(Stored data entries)
_____

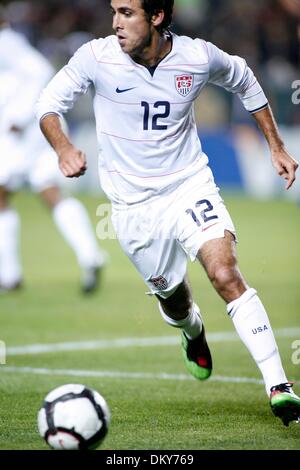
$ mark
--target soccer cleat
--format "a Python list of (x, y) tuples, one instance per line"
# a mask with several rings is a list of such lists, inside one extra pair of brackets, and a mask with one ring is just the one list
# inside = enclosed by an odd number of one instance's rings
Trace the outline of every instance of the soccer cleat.
[(91, 294), (98, 289), (101, 273), (108, 261), (108, 254), (101, 250), (94, 265), (81, 268), (81, 290), (84, 294)]
[(204, 325), (200, 335), (195, 339), (182, 336), (182, 353), (188, 371), (198, 380), (206, 380), (212, 371), (212, 358), (205, 338)]
[(8, 292), (14, 292), (14, 291), (22, 289), (22, 287), (23, 287), (22, 279), (10, 285), (0, 284), (0, 294), (7, 294)]
[(285, 426), (291, 421), (300, 423), (300, 398), (292, 390), (293, 383), (287, 382), (271, 388), (270, 406)]
[(90, 266), (82, 269), (81, 289), (84, 294), (90, 294), (99, 287), (101, 269), (99, 266)]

_____

### How to complete this task:
Omit every picture, and otherwise quote the entries exactly.

### Answer section:
$ mark
--target soccer cleat
--format "a Python list of (x, y) tuples, one instance per line"
# a mask with several rings is a list of such lists, inside one extra pair of brackets, and a mask with one ring is just the one list
# inside = enclosed by an odd number of one instance's rings
Trace the outline of every instance of the soccer cleat.
[(91, 294), (98, 289), (101, 273), (108, 261), (108, 254), (101, 250), (94, 265), (81, 268), (81, 290), (84, 294)]
[(204, 325), (200, 335), (195, 339), (182, 336), (182, 353), (188, 371), (198, 380), (206, 380), (212, 371), (212, 358), (205, 338)]
[(8, 292), (14, 292), (14, 291), (22, 289), (22, 287), (23, 287), (22, 279), (10, 285), (0, 284), (0, 294), (7, 294)]
[(285, 426), (291, 421), (300, 423), (300, 398), (292, 390), (293, 383), (287, 382), (271, 388), (270, 406)]
[(90, 266), (82, 269), (81, 289), (84, 294), (90, 294), (99, 287), (101, 269), (99, 266)]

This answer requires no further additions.